WHAT TO DO: Please list every candidate for the District 59 state senate seat who is named in the news article below.

QUOTED PASSAGE:
%%

You are reading

Progressive Candidates Engage in War of Words as Campaign for Senate Seat Gets Ugly

Kristen Gonzalez (left) and Nomiki Konst (Facebook)

July 14, 2022 By Christian Murray

Tensions are running high between the campaigns of two progressive candidates who are both running to represent the District 59 seat in the state senate.

Nomiki Konst and Kristen Gonzalez—both left leaning candidates in the race to represent western Queens, north Brooklyn and parts of Manhattan—have been waging a war of words on social media.

Gonzalez has leveled claims that Konst is racist, while Konst has accused Gonzalez’s campaign of harassment, intimidation and inciting violence.

The animus between the two campaigns began the moment that Konst announced on June 1 that she was running.

Konst, a well-known progressive who ran for NYC public advocate in 2019, was criticized from the get-go since Gonzalez had announced months prior that she was running for state senate. Gonzalez had already received the backing of scores of high-profile progressives—including the NYC-DSA, the Working Families Party, and Rep. Alexandria Ocasio-Cortez—and that there were fears that Konst would jeopardize her campaign.

Konst faced an avalanche of criticism on Twitter when she announced.

“This is so selfish and wasteful. We have a Latina socialist running in the district who has a track record in this particular community & has a winning coalition of endorsements & she’s up against a machine hack. Don’t split the vote! And for what?!” posted Elana Levin, whose tweet got 320 likes and reflected the sentiments of DSA supporters.

Many of Gonzalez’s followers—as well as DSA members–believe that Konst’s campaign will help candidates such as Elizabeth Crowley, who is also vying for the seat, win the Aug 23 primary. Other candidates in the primary include Mike Corbett and Francoise Olivas. All five candidates have a following.

The tension heated up online on July 10, when Gonzalez took to Twitter and accused Konst of racism for “twice sarcastically saying to my face Welcome to Astoria.”

Gonzalez, who was raised in Elmhurst and is the child of Puerto Rican and Colombian parents, viewed this as a “dog whistle,” implying that she was an outsider and was without community support.

Konst, who says she has lived in Astoria since 2015 but hails from Arizona, said that she was baffled by Gonzalez’ tweets saying that she welcomed Gonzalez to Astoria on two occasions–once at a candidate forum held in the Astoria and another time at a polling site in Astoria on election day.

%%

Stored data:

%%

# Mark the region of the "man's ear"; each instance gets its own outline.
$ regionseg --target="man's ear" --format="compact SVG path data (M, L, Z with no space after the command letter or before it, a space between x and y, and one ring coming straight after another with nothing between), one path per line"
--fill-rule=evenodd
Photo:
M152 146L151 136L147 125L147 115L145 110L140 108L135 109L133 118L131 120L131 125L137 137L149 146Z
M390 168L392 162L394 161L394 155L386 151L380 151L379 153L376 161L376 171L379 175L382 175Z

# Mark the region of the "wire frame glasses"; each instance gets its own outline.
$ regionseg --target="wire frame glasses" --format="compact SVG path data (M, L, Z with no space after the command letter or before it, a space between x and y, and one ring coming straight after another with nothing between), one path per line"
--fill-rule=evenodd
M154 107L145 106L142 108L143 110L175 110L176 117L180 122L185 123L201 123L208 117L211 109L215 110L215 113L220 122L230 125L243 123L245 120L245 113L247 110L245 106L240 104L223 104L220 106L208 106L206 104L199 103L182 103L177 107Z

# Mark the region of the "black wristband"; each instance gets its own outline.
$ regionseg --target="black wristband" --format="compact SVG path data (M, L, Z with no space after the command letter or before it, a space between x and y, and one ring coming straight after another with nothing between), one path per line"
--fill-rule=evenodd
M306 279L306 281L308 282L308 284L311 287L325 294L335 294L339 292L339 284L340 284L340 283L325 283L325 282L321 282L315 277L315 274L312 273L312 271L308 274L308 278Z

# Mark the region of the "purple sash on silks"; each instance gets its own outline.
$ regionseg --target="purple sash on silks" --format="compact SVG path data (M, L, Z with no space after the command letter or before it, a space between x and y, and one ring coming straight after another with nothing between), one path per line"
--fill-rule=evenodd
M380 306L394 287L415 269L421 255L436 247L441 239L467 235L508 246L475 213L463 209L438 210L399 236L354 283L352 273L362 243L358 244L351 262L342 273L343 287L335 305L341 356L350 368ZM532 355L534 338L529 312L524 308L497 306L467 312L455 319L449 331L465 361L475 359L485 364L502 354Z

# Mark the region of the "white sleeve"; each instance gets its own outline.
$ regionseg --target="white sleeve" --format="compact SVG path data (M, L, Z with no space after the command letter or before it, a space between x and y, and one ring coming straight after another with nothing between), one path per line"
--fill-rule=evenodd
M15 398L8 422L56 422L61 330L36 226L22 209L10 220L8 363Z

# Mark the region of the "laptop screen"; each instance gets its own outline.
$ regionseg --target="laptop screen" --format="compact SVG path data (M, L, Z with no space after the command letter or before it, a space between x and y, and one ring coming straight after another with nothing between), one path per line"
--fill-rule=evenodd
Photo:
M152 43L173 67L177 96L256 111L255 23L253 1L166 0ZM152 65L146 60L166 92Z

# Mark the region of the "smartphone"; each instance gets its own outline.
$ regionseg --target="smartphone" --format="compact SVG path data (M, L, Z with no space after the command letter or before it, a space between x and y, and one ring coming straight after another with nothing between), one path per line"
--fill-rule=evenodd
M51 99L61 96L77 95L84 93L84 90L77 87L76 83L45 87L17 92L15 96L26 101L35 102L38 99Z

%%

ANSWER:
Nomiki Konst
Kristen Gonzalez
Elizabeth Crowley
Mike Corbett
Francoise Olivas